1. Eis-nos chegados à crucificação, ao último tormento que deu a morte a Jesus Cristo, eis-nos no Calvário, feito teatro do amor divino, onde um Deus deixa a vida num mar de dores.

“E depois de chega¬dos ao lugar chamado Calvário, aí o crucificaram” (Lc 23,33).

Tendo o Senhor chegado com grande dificuldade, mas ainda vivo ao monte, arrancaram-lhe pela terceira vez com violência suas vestes pegadas às chagas de sua carne dilacerada e o estenderam sobre a cruz. O cordeiro divino deita-se sobre esse leito de tormentos, apresenta aos carnífices suas mãos e seus pés para serem pregados e, levantando os olhos ao céu, oferece ao seu eterno Pai o grande sacrifício de sua vida pela salvação dos homens. Cravada uma mão, contraem-se os nervos, sendo por isso necessário que à força e com cordas se puxassem a outra mão e os pés ao lugar dos cravos, como foi revelado a Santa Brígida, o que ocasionou a contorção e rompimento com dores horríveis dos nervos e das veias (Liv. 1, c. 10), de tal maneira que se podiam contar todos os ossos, como já predissera Davi: Atravessaram minhas mãos e meus pés e contaram todos os meus ossos (Sl 21,17).

**Instrução escrita a**.
Você pode reescrever a listagem desde a linha que contém "to the pink" até o final, substituindo "pink flowering tree" por "blossoming cherry tree" e mantendo todo o resto igual?
O texto e a listagem têm origens distintas.

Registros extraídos

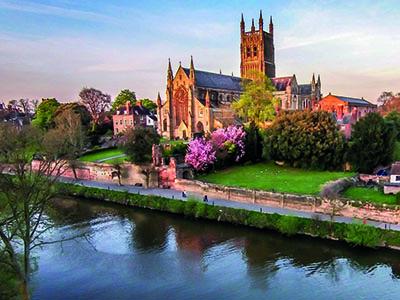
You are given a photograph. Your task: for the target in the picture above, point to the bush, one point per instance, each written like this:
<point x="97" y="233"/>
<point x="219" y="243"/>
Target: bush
<point x="305" y="139"/>
<point x="372" y="143"/>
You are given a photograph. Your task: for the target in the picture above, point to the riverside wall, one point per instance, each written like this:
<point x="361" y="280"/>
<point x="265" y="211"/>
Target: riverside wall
<point x="314" y="204"/>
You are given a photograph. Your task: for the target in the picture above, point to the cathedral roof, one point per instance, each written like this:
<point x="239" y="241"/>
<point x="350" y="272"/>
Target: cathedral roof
<point x="281" y="83"/>
<point x="354" y="101"/>
<point x="305" y="89"/>
<point x="216" y="81"/>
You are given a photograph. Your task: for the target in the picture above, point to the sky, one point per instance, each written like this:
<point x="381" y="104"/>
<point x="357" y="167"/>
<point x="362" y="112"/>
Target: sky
<point x="55" y="48"/>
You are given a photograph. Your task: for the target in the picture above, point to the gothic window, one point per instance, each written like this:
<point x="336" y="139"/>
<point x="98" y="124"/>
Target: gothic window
<point x="181" y="101"/>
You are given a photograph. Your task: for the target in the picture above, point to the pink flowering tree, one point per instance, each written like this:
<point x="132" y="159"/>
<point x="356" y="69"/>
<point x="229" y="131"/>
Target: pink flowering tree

**Instrução escrita b**.
Como prossegue o texto sobre a crucificação de Jesus a partir do ponto em que termina?

**Resultado a**.
You are given a photograph. Your task: for the target in the picture above, point to the blossoming cherry tree, one point per instance, each written like this:
<point x="132" y="159"/>
<point x="356" y="69"/>
<point x="229" y="131"/>
Target: blossoming cherry tree

**Resultado b**.
Ah, meu Jesus, por quem foram cravados vossas mãos e vossos pés sobre esse madeiro senão pelo amor que tínheis aos homens? Vós quisestes com a dor de vossas mãos traspassadas pagar todos os pecados que os homens cometeram pelo tato e com a dor dos pés quisestes pagar todos os passos que demos para vos ofender. Ó meu amor crucificado, abençoai-me com essas mãos traspassadas. Cravai aos vossos pés este meu coração ingrato, para que eu não me separe mais de vós e fique sempre minha vontade obrigada a amar-vos, já que tantas vezes se revelou contra vós. Fazei que nada me mova além de vosso amor e do desejo de dar-vos gosto. Ainda que vos veja suspenso nesse patíbulo, eu vos reconheço por senhor do mundo, pelo Filho verdadeiro de Deus e Salvador dos homens. Por piedade, ó meu Jesus, não me abandoneis mais no resto de minha vida e especialmente na hora de minha morte: nessa última agonia e combate com o inferno assisti-me e confortai-me para morrer no vosso amor. Eu vos amo, amor crucificado, eu vos amo de todo o meu coração.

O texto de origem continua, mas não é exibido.